Task to carry out ::
Copy the lines from the one containing "For each instance of the player's" through the end of the records, both ends included, word for word.

Point annotation dataset lines ::
• • • • • • •

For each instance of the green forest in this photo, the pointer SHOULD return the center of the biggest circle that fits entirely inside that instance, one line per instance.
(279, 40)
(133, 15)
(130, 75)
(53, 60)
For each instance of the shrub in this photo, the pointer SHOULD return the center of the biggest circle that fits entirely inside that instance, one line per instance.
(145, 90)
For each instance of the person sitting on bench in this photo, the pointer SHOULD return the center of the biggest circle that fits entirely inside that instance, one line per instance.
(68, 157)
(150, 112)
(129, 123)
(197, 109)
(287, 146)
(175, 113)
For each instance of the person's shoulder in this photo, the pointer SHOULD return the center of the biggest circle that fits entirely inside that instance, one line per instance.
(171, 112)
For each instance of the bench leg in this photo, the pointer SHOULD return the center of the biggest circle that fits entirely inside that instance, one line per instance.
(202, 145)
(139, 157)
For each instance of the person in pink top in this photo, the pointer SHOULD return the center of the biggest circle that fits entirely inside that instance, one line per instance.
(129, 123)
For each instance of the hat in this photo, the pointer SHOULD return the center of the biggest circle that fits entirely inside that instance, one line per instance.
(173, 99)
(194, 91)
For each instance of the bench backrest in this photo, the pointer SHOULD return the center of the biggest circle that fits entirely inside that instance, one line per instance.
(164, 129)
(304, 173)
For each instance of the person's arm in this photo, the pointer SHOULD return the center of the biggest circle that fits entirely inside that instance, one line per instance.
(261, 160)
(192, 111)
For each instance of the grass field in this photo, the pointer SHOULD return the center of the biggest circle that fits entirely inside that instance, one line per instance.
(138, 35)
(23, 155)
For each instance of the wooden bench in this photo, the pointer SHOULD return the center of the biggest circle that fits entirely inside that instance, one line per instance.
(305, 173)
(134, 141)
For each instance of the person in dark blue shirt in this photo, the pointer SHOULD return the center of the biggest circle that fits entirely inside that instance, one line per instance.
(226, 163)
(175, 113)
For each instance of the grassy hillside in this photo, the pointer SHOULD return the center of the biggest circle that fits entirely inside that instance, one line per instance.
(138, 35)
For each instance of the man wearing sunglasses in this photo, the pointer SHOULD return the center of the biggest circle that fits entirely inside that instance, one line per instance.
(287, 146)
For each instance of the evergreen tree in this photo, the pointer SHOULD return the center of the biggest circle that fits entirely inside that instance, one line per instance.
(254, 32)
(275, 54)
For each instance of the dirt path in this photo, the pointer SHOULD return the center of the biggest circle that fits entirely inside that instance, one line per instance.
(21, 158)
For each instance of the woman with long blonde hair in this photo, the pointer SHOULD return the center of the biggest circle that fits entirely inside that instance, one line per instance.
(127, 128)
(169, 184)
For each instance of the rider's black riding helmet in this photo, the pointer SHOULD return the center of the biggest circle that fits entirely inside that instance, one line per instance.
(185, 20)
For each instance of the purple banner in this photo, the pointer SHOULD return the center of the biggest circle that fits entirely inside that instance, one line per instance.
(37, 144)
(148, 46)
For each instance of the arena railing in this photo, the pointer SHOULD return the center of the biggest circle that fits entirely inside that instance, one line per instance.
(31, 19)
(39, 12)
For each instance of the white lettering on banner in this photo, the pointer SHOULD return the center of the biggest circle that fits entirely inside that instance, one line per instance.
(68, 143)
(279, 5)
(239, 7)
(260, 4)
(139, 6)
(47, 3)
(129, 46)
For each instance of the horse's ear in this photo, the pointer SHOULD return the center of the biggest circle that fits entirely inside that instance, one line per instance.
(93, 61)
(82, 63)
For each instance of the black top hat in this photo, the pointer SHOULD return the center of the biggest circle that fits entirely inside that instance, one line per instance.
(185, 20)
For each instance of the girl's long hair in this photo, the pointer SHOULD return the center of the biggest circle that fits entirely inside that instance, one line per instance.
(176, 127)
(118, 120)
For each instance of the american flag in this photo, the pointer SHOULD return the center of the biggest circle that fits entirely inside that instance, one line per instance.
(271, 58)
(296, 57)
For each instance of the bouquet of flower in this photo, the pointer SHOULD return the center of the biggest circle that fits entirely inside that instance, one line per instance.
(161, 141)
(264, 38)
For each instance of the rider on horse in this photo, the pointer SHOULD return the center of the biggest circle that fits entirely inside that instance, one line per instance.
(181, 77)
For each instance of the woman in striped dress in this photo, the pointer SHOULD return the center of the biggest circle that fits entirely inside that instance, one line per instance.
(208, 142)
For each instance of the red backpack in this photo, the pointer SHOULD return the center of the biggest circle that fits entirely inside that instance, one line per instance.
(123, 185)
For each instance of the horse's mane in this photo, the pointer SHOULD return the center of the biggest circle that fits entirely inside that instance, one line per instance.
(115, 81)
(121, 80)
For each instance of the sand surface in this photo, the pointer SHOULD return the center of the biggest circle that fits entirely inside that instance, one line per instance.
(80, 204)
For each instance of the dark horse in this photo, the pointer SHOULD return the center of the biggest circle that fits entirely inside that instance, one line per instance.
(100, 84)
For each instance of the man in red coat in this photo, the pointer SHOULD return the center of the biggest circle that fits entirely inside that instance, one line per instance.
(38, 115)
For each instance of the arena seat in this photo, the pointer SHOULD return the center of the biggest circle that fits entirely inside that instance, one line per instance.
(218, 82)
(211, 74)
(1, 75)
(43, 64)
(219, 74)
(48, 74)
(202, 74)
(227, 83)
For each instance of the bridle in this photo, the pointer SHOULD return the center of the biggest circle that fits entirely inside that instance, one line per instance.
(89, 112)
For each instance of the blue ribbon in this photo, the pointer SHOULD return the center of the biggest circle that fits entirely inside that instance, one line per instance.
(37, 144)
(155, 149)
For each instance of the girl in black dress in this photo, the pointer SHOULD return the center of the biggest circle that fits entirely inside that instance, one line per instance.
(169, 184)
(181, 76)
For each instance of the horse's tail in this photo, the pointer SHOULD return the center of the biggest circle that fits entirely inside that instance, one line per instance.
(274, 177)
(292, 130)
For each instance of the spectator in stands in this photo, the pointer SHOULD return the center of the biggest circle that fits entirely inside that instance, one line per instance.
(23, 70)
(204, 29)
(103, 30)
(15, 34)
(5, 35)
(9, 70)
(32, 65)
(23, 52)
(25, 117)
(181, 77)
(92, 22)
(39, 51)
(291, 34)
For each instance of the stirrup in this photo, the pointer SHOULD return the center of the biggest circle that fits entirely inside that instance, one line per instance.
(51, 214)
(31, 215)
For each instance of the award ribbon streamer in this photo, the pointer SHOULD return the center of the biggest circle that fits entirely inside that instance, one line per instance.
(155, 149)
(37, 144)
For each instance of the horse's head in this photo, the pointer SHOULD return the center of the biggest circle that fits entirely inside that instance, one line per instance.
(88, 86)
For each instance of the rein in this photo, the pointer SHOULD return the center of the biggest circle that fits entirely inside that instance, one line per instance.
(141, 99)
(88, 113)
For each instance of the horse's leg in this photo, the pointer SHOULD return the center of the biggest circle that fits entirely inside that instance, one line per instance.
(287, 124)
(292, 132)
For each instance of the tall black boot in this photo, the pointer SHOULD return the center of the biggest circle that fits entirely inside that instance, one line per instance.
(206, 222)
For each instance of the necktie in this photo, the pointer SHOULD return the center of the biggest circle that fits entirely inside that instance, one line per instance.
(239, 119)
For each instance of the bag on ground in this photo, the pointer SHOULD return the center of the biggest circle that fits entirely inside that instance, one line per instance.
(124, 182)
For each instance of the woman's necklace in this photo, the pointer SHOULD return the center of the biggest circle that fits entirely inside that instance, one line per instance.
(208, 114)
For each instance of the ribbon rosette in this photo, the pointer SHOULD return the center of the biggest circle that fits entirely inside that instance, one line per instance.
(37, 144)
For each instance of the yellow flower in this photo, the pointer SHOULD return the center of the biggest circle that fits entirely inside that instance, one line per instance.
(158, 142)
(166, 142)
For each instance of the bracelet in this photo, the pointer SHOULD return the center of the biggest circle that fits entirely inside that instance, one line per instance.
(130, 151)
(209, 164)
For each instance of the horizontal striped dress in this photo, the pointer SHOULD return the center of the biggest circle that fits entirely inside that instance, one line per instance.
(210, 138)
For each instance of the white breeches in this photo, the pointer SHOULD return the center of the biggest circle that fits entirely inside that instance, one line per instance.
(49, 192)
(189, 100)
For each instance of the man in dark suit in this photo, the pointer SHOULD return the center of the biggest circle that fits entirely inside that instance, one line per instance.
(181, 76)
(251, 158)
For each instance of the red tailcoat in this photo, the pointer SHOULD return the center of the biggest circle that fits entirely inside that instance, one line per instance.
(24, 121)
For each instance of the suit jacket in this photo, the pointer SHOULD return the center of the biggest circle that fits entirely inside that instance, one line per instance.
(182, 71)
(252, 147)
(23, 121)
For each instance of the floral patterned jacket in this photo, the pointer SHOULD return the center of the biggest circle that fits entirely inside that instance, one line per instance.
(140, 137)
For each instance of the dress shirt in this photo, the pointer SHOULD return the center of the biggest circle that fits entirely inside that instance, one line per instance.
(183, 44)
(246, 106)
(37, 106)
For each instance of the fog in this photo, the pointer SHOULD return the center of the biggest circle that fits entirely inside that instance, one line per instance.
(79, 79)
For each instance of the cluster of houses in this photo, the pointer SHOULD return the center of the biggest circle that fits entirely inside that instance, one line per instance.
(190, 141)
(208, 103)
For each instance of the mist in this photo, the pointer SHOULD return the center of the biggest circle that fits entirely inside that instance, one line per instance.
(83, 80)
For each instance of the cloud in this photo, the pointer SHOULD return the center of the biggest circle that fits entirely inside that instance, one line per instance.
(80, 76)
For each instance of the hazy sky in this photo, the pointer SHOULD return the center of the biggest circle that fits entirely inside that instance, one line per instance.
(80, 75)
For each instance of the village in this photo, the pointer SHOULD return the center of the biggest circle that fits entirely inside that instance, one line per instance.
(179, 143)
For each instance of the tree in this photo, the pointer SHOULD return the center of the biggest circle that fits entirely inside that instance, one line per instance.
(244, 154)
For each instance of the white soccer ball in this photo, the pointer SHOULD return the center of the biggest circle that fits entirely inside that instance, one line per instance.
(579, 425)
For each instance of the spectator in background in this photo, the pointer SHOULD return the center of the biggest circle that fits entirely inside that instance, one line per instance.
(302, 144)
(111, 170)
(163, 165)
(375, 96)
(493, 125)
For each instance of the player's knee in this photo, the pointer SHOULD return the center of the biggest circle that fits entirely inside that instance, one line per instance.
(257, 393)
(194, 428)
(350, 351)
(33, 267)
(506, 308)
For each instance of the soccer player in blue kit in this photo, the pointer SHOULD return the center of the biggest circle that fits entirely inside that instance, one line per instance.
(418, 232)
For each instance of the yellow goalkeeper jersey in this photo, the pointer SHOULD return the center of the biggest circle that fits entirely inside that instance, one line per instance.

• • • • • • •

Finished task ::
For each instance of the player's knee in this photo, the pointer SHOULD return the center of the biggest circle that fits entirely inside that instance, one line per instance.
(257, 393)
(194, 428)
(350, 351)
(33, 267)
(506, 308)
For each instance of the soccer player in blue kit in this photo, the pointer SHOULD return the center of the biggest circle that fits entirely inside that instance, one line per instance.
(418, 232)
For each instance of the yellow goalkeeper jersey in this photo, the pointer SHOULD return the center of the biggest circle that fits entirely inside that instance, one line per instance.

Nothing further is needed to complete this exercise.